> [Selected excerpt]:
[BEGIN]
We can instantiate a particular trader as an instance of the
arbtrager:

\beginlisp
(define nick-leeson
  (make-arbitrager "Nick Leeson" 1000000000. 0.0 10000.))
\endlisp

So Nick is represented as a message acceptor that answers to a few
messages.  One may ask for his name, his monetary balance, his stock
of contracts, and one may poke him to consider a trade.  The
simulation system will do this aperiodically, as part of the model of
the flow of time.

Traders buy and sell contracts at a market using the procedure {\tt
transact}.  A trader gives the market permission to subtract from the
trader's monetary balance the cost of the contracts purchased and to
add to the trader's stash the contracts he purchased.  A sell order is
just a buy of a negated number of contracts.  The {\tt permission}
argument is just a procedure supplied by the trader that takes an
amount of money and a number of contracts.  (In the {\tt arbitrager}
trader above it is just the procedure {\tt change-assets}.)  {\tt
Permission} performs the action of modifying the trader's assets when
the trade is executed.
[END]
> [Data segment]:
[BEGIN]
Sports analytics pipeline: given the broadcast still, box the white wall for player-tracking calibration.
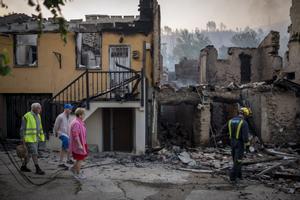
[85,108,103,152]
[134,108,146,154]
[85,102,146,154]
[END]
> [Tasks to complete]:
- A) Copy the trading simulation text between "Traders buy and" and "trade is executed.", inclusive, and change "stash" to "holdings" in it.
- B) List every argument passed to make-arbitrager in the trading simulation text.
The data has no connection to the trading simulation text.

> [Answers below]:
- A)
Traders buy and sell contracts at a market using the procedure {\tt
transact}.  A trader gives the market permission to subtract from the
trader's monetary balance the cost of the contracts purchased and to
add to the trader's holdings the contracts he purchased.  A sell order is
just a buy of a negated number of contracts.  The {\tt permission}
argument is just a procedure supplied by the trader that takes an
amount of money and a number of contracts.  (In the {\tt arbitrager}
trader above it is just the procedure {\tt change-assets}.)  {\tt
Permission} performs the action of modifying the trader's assets when
the trade is executed.

- B)
- "Nick Leeson"
- 1000000000.
- 0.0
- 10000.